-- Description of the task --
Copy the listing, starting at the line that has "One marker per instance of the misty" and stopping after the line that has "[(27, 339)]", with the requests kept and every coordinate in the answers increased by 46. Leave out the pictures.

-- Records supplied --
>> begin
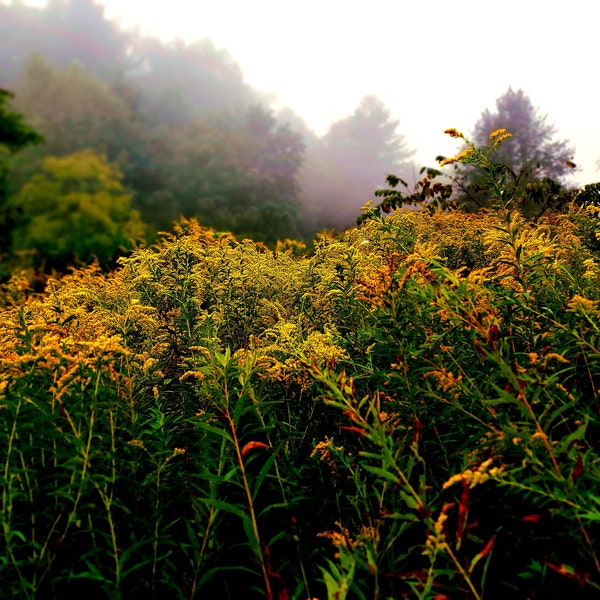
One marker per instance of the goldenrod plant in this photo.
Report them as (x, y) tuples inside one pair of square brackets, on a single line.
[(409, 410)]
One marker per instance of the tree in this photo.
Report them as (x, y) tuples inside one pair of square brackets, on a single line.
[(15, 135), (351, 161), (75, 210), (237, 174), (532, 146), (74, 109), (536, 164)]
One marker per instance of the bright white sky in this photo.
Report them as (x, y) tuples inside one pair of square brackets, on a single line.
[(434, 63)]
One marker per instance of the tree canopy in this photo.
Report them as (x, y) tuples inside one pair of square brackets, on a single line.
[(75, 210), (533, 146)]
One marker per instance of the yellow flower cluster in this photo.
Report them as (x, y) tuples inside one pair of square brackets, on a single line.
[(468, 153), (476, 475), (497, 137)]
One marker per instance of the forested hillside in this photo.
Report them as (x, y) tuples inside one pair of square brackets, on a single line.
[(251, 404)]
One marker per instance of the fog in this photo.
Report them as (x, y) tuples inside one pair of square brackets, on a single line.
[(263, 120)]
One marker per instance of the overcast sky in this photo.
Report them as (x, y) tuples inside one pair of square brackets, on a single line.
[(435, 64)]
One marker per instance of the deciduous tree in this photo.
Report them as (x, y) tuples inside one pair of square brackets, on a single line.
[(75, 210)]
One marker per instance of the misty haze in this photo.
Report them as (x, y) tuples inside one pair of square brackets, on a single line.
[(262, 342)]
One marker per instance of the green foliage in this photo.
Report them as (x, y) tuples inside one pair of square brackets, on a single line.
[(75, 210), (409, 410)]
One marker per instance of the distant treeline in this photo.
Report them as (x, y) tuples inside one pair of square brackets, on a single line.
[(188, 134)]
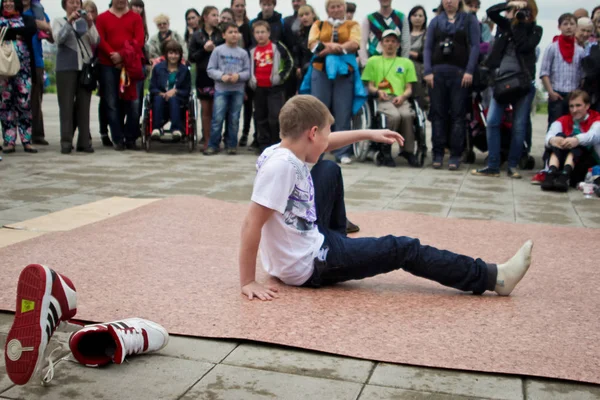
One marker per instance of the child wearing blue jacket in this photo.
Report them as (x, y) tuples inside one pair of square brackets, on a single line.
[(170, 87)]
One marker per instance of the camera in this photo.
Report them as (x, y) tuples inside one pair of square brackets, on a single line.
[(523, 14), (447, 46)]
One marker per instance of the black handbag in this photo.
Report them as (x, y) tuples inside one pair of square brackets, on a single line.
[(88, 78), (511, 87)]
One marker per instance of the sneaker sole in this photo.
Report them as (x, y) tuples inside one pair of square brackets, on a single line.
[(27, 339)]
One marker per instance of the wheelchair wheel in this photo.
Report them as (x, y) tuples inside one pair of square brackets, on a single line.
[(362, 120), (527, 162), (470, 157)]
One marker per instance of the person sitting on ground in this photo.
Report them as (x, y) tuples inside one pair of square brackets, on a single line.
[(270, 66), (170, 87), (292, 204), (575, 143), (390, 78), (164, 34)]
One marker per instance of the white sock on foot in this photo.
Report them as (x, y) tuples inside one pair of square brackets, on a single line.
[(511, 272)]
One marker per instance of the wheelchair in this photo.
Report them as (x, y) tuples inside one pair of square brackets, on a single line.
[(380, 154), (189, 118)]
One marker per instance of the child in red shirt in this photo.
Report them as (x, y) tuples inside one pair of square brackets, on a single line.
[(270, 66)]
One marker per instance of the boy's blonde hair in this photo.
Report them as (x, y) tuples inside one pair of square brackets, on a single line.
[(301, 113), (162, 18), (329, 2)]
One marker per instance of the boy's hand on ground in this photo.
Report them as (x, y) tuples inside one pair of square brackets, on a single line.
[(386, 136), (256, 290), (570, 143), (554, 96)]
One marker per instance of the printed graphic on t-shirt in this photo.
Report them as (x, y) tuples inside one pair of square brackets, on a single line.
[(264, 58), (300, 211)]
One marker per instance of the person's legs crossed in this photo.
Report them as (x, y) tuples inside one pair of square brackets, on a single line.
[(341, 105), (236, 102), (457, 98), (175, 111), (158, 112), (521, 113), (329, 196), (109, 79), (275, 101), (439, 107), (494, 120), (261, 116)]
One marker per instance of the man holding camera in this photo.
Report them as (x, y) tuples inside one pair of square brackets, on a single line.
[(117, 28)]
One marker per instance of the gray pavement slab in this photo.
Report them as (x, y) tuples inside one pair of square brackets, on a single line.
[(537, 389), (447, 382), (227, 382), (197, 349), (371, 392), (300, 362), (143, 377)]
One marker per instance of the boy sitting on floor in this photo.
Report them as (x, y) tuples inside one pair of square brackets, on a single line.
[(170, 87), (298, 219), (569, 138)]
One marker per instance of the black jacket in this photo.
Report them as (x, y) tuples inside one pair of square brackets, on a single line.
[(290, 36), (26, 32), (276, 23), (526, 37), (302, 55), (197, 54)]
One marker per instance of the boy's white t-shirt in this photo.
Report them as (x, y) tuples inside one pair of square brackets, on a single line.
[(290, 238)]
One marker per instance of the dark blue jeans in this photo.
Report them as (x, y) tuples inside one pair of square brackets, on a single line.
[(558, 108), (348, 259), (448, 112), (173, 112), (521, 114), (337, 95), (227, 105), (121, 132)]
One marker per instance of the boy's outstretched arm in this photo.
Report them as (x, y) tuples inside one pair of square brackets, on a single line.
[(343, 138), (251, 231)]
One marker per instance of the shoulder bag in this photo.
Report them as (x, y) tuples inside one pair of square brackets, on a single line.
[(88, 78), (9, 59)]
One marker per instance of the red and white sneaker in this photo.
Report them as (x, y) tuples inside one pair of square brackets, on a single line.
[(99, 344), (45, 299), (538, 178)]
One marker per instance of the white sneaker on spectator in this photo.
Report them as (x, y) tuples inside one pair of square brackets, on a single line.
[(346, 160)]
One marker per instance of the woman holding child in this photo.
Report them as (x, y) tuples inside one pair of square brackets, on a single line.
>> end
-- Solution to the exercise --
One marker per instance of the misty haze in this photo.
Report them as (x, y) tuples inside one pair of square brackets, on a single line.
[(308, 388)]
One marker per instance of the green foliage in this photo.
Report them as (x, y) tuples inside one pair of square brackets, on a single line.
[(121, 256), (455, 456)]
One marker per instance of the distant treeline in this photo.
Report them as (x, y) tuples inside one pair of square brackets, on a single line.
[(234, 180)]
One marker per instance of the child wearing blue jacket in this photo.
Report them as (x, y) tuples inside one pair of square brackets, on a single line.
[(216, 133)]
One marker per instance of the camera in this photo.
Report them as (x, y) tuples inside one pair of square brackets, on a single line.
[(569, 60), (493, 92)]
One marker per instance of the black handbag in this photo.
Report them as (x, y) tuples inside one pair of square brackets, on a single line.
[(134, 124), (557, 133)]
One marker per instance of the sneaker sole in this photo.
Report them as (x, y) tuples inside one pair of square brackets, on a single line.
[(73, 385)]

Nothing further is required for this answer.